Recorded data
______

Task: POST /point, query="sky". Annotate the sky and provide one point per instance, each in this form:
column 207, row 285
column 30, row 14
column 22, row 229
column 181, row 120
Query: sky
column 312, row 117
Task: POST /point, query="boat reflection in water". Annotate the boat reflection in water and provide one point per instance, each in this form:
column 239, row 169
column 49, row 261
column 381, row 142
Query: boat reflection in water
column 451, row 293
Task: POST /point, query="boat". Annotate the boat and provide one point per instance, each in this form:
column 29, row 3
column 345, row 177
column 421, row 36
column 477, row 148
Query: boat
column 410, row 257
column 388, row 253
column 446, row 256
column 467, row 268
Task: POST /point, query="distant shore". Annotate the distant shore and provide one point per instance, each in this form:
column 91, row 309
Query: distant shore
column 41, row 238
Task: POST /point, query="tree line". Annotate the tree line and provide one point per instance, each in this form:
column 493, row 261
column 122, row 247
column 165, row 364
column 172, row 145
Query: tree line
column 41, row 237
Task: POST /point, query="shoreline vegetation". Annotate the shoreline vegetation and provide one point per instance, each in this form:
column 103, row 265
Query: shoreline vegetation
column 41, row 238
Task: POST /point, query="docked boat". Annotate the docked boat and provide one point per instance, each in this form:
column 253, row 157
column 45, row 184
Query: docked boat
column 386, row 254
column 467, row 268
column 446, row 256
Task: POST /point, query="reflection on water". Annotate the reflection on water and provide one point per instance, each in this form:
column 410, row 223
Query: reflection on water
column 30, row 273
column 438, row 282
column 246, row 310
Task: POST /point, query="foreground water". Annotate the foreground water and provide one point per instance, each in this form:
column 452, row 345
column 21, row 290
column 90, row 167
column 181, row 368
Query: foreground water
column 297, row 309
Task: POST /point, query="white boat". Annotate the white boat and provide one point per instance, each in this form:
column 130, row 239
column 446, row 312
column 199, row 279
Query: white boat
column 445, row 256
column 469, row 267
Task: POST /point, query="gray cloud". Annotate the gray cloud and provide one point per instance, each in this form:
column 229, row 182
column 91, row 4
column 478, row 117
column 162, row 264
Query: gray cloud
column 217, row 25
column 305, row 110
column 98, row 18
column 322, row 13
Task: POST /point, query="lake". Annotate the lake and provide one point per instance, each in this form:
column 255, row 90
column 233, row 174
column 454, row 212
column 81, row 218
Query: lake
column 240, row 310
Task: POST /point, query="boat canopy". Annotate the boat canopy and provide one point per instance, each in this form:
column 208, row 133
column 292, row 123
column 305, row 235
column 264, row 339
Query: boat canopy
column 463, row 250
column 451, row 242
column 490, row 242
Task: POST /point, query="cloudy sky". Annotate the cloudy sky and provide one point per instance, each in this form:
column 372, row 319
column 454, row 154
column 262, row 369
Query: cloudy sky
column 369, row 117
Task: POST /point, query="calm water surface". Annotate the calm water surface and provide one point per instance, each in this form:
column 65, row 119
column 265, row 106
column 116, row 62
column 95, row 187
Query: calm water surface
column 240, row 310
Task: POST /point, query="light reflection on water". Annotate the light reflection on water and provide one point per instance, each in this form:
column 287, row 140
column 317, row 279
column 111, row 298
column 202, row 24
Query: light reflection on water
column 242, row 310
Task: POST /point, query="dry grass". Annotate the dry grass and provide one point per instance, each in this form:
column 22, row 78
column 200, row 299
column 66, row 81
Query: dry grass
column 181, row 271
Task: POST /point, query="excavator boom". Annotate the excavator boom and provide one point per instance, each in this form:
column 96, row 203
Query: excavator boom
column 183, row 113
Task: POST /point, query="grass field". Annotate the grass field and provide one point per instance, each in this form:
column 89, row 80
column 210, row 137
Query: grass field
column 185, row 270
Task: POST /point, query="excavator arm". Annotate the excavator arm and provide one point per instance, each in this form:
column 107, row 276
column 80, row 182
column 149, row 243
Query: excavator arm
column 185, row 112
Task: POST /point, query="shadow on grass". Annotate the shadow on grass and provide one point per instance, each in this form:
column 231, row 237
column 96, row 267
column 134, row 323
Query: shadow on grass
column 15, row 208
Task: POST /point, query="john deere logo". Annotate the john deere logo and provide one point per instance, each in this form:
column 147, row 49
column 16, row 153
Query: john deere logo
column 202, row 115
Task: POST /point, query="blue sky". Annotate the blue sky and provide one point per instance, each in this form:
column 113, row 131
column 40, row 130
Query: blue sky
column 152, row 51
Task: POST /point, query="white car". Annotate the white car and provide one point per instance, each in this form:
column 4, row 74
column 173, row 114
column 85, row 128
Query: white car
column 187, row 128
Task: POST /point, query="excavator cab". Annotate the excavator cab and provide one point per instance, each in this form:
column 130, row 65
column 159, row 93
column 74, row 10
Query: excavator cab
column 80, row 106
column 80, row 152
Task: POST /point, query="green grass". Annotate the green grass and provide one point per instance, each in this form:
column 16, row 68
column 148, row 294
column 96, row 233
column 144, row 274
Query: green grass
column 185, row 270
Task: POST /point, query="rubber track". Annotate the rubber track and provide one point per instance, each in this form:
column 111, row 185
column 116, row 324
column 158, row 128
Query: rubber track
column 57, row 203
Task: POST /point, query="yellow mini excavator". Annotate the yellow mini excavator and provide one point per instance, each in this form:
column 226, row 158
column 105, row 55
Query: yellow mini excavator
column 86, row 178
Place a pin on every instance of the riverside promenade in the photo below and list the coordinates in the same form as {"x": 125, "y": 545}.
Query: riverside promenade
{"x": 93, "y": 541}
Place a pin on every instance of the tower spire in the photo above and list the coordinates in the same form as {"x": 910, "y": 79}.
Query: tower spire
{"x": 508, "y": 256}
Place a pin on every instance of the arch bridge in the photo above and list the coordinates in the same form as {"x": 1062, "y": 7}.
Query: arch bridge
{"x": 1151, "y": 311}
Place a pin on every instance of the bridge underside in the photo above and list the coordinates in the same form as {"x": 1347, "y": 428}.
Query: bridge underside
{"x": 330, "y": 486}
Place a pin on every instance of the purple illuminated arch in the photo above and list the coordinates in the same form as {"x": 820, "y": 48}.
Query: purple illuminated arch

______

# Problem to solve
Give back all of the entries above, unchanged in every word.

# Output
Task: POST /point, query="sky". Annotate the sky and provide one point per instance, each in this form:
column 207, row 285
column 30, row 14
column 22, row 229
column 181, row 120
Query: sky
column 312, row 117
Task: POST /point, query="boat reflection in water". Annotate the boat reflection in water and provide one point per instance, each in this form:
column 239, row 169
column 49, row 261
column 381, row 142
Query: boat reflection in water
column 451, row 293
Task: POST /point, query="boat". Annotate the boat and provide one point per instance, each in this form:
column 29, row 3
column 345, row 177
column 421, row 36
column 477, row 148
Query: boat
column 410, row 257
column 388, row 253
column 446, row 256
column 467, row 268
Task: POST /point, query="distant shore". Annotate the distant shore and provide one point per instance, each in this form:
column 91, row 309
Query: distant shore
column 41, row 238
Task: POST /point, query="tree line". Annotate the tree line and provide one point per instance, each in this form:
column 493, row 261
column 122, row 247
column 165, row 364
column 172, row 145
Query: tree line
column 41, row 237
Task: POST /point, query="shoreline vegetation". Annotate the shoreline vegetation and provide one point per instance, each in this form:
column 103, row 265
Query: shoreline vegetation
column 41, row 238
Task: POST /point, query="docked boat". Annotate the docked boat and provide one point per instance, each in this form:
column 253, row 157
column 45, row 184
Query: docked boat
column 386, row 254
column 467, row 268
column 446, row 256
Task: POST /point, query="reflection on water". Annotate the reflection on water and provide one point per instance, each in this form:
column 410, row 223
Query: reflection on water
column 30, row 273
column 438, row 282
column 246, row 310
Task: POST /point, query="foreground water". Annotate the foreground water and provide one point per instance, each in this form:
column 452, row 345
column 21, row 290
column 90, row 167
column 181, row 368
Query: foreground water
column 297, row 309
Task: POST /point, query="white boat". Annotate the white boat and provide one point per instance, each in this form:
column 130, row 239
column 446, row 312
column 199, row 279
Query: white boat
column 445, row 256
column 469, row 267
Task: POST /point, query="gray cloud". Annotate the gray cloud and provide one point per instance, each in this form:
column 229, row 182
column 91, row 4
column 478, row 117
column 162, row 264
Query: gray cloud
column 217, row 25
column 305, row 110
column 98, row 18
column 322, row 13
Task: POST /point, query="lake". Annotate the lake and provide one point per instance, each in this form:
column 255, row 90
column 233, row 174
column 454, row 212
column 81, row 218
Query: lake
column 240, row 310
Task: POST /point, query="boat canopy". Annotate the boat canopy and provide one point per instance, each in this form:
column 208, row 133
column 292, row 123
column 305, row 235
column 264, row 339
Query: boat canopy
column 463, row 250
column 451, row 242
column 490, row 242
Task: POST /point, query="cloudy sky". Annotate the cloudy sky and provide one point per instance, each in this form:
column 372, row 319
column 454, row 154
column 262, row 369
Query: cloudy sky
column 369, row 117
Task: POST /point, query="calm water surface". Annotate the calm water surface and provide one point per instance, each in this form:
column 65, row 119
column 265, row 106
column 116, row 62
column 95, row 187
Query: calm water surface
column 240, row 310
Task: POST /point, query="light reflection on water". Annotate the light reflection on water and provide one point per instance, each in this form:
column 287, row 140
column 317, row 279
column 111, row 298
column 202, row 24
Query: light reflection on water
column 242, row 310
Task: POST /point, query="dry grass". Annotate the dry grass and provide one point per instance, each in this form:
column 22, row 78
column 200, row 299
column 66, row 81
Query: dry grass
column 181, row 271
Task: POST /point, query="excavator boom". Annotate the excavator boom and provide one point per instance, each in this form:
column 96, row 203
Query: excavator boom
column 183, row 113
Task: POST /point, query="grass field". Annotate the grass field and provide one point per instance, each in this form:
column 89, row 80
column 210, row 137
Query: grass field
column 185, row 270
Task: POST /point, query="excavator arm". Annotate the excavator arm and provide one point per instance, each in this form:
column 107, row 276
column 80, row 182
column 149, row 243
Query: excavator arm
column 185, row 112
Task: POST /point, query="shadow on grass". Annotate the shadow on grass and provide one point per instance, each in this form:
column 231, row 237
column 96, row 267
column 134, row 323
Query: shadow on grass
column 15, row 208
Task: POST /point, query="john deere logo". Annotate the john deere logo and provide one point per instance, each in this form:
column 147, row 49
column 16, row 153
Query: john deere logo
column 202, row 115
Task: POST /point, query="blue sky". Annotate the blue sky and provide one point per instance, each in this form:
column 113, row 131
column 40, row 130
Query: blue sky
column 152, row 51
Task: POST /point, query="white car". Annotate the white car and provide one point per instance, each in this form:
column 4, row 74
column 173, row 114
column 85, row 128
Query: white car
column 187, row 128
Task: POST /point, query="excavator cab". Annotate the excavator cab and provide one point per instance, each in this form:
column 130, row 65
column 159, row 93
column 74, row 10
Query: excavator cab
column 80, row 106
column 80, row 152
Task: POST /point, query="green grass". Annotate the green grass and provide one point per instance, each in this form:
column 16, row 68
column 148, row 294
column 96, row 233
column 144, row 274
Query: green grass
column 185, row 270
Task: POST /point, query="rubber track". Annotate the rubber track and provide one point per instance, each in this form:
column 111, row 185
column 116, row 324
column 158, row 128
Query: rubber track
column 57, row 203
Task: POST /point, query="yellow mini excavator". Annotate the yellow mini excavator and provide one point per instance, each in this form:
column 226, row 158
column 105, row 55
Query: yellow mini excavator
column 86, row 178
Place a pin on every instance of the riverside promenade in the photo below and list the coordinates in the same form as {"x": 125, "y": 545}.
Query: riverside promenade
{"x": 93, "y": 541}
Place a pin on every instance of the tower spire in the photo above and list the coordinates in the same form as {"x": 910, "y": 79}.
Query: tower spire
{"x": 508, "y": 256}
Place a pin on every instance of the arch bridge in the photo above and list the coordinates in the same form as {"x": 1062, "y": 7}.
Query: arch bridge
{"x": 1151, "y": 311}
Place a pin on every instance of the bridge underside in the photo above and list the coordinates in the same form as {"x": 1347, "y": 428}.
Query: bridge underside
{"x": 330, "y": 486}
Place a pin on every instance of the purple illuminated arch in the photo above and list the coordinates in the same form as {"x": 820, "y": 48}.
Query: purple illuminated arch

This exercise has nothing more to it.